SELECTED EXCERPT –
# Blue tooth



## Jeffearp (Oct 2, 2021)

I recently broke my iPhone SE which was the priority phone in my model three. I purchased an iPhone 13 mini attempted to Bluetooth link it to the car. After several tries it linked with the same name as my previous phone. I couldn’t tell which was which because they have the same name so I decided to “forget“ both phones and then link to my new phone. I successfully got it to forget my new phone but it would not forget the old phone. Now it will not recognize my new phone to link. Two questions: how do I get it to unforget my new phone? How do I get it to forget my old phone which is still listed as priority device?


----------



## JasonF (Oct 26, 2018)

Go to the "key" section first and remove the old phone from there. Then you should be able to remove it from Bluetooth devices.

DATASET EXCERPT –
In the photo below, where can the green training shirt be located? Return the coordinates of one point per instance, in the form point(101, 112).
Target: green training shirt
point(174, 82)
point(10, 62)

TASK STATEMENT –
Extend the forum thread on re-pairing a replacement iPhone with a Model 3 over Bluetooth, starting after JasonF's reply.

THE RESPONSE –
----------



## TrevP (Oct 20, 2015)

JasonF said:


> Go to the "key" section first and remove the old phone from there. Then you should be able to remove it from Bluetooth devices.


This is correct. Any phone used as keys should be removed from the key area to clear them as Bluetooth devices


----------



## Jeffearp (Oct 2, 2021)

JasonF said:


> Go to the "key" section first and remove the old phone from there. Then you should be able to remove it from Bluetooth devices.


Thanks!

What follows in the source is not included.